▶ Text segment
========================================================================
Introduction
Ultra-short-throw (UST) projectors have crossed a threshold. Five years ago, the idea of placing a device half a foot from your wall and projecting a 120-inch 4K image felt like a CES concept. Today, two genuinely mature products — the Hisense PX3-PRO and the XGIMI Aura 2 — make that choice feel real, and the price tags reflect it: $2,500–$3,500 is serious money for a display device.
The Hisense PX3-PRO launched at $3,499 MSRP with a triple-laser TriChroma light source, 3,000 ANSI lumens, and a “Designed for Xbox” badge. The XGIMI Aura 2 arrived at $2,699 with a hybrid Dual Light 2.0 system, 2,300 ISO lumens, and a Harman Kardon sound system built in.
On paper, the Hisense is brighter and covers more color space. The XGIMI has lower input lag and a lighter body. But paper is where the easy part ends. The real question for a BuyCospa reader is: which one delivers more value per dollar and per viewing hour over the life of the product?
That’s the lens we’ll use here.

The Verdict First
-
Choose the XGIMI Aura 2 ($2,699) if you want the best cost-per-use and a projector that works out of the box without calibration. It’s more accurate color-wise straight from the factory (ΔE < 1 per XGIMI’s lab), lighter to mount, and has meaningfully lower input lag at 60Hz (~20ms vs higher on the Hisense). Source: RTINGS.com comparison.
========================================================================
▶ Records
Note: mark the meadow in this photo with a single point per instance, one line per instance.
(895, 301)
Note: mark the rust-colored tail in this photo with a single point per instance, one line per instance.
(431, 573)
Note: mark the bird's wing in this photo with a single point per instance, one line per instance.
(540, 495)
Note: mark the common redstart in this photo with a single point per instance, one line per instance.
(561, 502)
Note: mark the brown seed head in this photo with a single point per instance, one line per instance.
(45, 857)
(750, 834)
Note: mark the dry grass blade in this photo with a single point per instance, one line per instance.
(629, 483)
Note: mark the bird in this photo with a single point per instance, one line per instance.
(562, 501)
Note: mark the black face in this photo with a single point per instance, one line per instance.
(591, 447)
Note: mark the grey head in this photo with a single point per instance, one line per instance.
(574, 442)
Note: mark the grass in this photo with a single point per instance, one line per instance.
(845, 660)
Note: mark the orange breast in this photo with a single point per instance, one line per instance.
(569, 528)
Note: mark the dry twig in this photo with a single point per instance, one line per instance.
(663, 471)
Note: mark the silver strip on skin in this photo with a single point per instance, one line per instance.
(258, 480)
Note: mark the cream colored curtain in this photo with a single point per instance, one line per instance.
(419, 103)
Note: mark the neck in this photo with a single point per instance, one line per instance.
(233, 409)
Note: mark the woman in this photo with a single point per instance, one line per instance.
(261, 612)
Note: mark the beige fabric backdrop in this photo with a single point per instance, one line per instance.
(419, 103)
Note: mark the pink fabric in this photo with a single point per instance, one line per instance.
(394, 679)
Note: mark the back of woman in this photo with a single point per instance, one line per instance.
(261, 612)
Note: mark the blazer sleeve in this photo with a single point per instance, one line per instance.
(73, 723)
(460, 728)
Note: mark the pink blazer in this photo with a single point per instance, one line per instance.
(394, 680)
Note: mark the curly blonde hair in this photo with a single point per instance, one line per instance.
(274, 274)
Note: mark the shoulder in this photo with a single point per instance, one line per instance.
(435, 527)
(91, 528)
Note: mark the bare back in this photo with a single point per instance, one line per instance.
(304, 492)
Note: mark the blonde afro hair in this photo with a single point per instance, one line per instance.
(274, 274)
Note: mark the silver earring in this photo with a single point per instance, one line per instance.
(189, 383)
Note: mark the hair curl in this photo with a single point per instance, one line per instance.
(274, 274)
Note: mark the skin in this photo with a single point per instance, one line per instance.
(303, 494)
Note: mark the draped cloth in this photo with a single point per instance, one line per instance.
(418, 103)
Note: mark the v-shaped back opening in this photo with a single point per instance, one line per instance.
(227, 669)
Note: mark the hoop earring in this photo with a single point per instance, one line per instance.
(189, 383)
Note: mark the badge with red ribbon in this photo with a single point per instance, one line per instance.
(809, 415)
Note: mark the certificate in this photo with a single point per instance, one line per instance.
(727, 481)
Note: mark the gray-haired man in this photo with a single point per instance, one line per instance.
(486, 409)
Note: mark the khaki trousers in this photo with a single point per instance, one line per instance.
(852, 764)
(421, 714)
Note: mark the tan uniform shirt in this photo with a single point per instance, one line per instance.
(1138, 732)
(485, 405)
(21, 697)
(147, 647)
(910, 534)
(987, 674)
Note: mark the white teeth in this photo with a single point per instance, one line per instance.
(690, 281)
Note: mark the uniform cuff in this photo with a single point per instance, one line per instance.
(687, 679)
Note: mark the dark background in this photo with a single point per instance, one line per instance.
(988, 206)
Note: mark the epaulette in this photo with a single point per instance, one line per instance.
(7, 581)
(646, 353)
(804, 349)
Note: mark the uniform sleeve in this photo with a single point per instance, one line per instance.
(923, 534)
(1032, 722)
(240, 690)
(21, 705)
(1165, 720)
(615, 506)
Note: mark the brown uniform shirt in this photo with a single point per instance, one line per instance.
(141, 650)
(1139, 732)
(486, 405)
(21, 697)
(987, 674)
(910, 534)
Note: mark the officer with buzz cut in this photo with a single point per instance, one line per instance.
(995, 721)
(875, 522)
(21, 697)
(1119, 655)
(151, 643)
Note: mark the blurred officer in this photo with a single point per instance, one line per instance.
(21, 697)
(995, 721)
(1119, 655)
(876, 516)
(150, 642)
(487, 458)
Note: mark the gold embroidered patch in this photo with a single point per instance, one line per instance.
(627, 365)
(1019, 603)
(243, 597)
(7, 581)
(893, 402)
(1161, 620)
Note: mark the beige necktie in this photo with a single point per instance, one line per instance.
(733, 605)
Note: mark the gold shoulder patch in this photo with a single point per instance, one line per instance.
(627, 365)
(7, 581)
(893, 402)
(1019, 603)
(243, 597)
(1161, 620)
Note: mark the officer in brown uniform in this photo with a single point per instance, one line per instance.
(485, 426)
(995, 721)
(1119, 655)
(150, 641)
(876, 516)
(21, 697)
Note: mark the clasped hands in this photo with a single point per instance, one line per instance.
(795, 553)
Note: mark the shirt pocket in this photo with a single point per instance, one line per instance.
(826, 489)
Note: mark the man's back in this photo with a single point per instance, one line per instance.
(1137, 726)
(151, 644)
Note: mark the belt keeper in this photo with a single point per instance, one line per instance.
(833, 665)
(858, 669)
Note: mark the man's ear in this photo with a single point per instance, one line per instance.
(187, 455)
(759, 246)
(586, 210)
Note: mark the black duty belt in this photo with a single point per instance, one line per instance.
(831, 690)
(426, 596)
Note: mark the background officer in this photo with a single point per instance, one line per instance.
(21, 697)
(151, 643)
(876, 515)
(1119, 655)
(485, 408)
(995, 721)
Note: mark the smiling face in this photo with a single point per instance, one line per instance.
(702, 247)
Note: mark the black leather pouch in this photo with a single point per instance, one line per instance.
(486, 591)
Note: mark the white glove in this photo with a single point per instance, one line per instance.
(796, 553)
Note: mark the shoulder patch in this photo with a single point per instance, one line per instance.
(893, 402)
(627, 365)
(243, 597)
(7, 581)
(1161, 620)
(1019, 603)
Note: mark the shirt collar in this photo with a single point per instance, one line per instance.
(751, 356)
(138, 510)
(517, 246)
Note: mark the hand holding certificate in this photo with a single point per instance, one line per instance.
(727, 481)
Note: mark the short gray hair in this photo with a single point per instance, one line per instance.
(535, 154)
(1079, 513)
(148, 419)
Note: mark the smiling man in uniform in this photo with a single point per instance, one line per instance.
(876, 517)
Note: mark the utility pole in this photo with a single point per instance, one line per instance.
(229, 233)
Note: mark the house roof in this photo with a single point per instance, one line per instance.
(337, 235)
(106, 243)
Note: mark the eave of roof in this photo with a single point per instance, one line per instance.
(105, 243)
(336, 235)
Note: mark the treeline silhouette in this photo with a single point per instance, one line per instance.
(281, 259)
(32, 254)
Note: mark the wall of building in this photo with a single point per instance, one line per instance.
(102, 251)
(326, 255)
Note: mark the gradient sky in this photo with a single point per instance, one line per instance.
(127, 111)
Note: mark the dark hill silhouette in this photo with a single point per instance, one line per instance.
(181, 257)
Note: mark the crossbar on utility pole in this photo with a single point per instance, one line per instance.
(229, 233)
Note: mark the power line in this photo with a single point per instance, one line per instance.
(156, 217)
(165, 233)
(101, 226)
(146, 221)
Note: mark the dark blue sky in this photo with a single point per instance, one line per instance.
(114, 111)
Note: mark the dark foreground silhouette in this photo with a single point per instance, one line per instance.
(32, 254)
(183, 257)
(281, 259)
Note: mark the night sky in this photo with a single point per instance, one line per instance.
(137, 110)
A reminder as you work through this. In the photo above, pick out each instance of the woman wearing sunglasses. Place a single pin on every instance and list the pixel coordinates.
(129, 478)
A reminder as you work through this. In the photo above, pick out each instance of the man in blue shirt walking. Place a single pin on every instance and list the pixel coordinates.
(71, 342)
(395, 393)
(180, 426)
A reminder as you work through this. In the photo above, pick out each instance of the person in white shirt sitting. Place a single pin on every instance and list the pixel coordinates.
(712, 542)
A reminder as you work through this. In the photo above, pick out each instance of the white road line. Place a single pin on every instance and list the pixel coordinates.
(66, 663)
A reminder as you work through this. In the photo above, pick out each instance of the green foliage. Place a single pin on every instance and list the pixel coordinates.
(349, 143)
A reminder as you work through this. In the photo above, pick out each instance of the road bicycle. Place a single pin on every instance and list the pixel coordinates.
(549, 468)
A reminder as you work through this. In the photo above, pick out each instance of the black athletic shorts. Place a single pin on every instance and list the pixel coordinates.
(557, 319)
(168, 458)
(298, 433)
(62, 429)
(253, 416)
========================================================================
▶ Aim of the exercise
Rewrite the projector comparison starting at "That’s the lens" and ending at "Source: RTINGS.com comparison.", with "projector" changed to "unit".

▶ Solution to this task
That’s the lens we’ll use here.

The Verdict First
-
Choose the XGIMI Aura 2 ($2,699) if you want the best cost-per-use and a unit that works out of the box without calibration. It’s more accurate color-wise straight from the factory (ΔE < 1 per XGIMI’s lab), lighter to mount, and has meaningfully lower input lag at 60Hz (~20ms vs higher on the Hisense). Source: RTINGS.com comparison.